#### Work task
Return the records exactly, please. Every line should match.

*** Excerpted records ***

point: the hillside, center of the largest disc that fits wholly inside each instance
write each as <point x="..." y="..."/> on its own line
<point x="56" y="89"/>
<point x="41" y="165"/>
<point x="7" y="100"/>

*** End of Excerpted records ***

#### Output
point: the hillside, center of the largest disc that fits wholly inside each instance
write each as <point x="..." y="..."/> on its own line
<point x="56" y="89"/>
<point x="41" y="165"/>
<point x="7" y="100"/>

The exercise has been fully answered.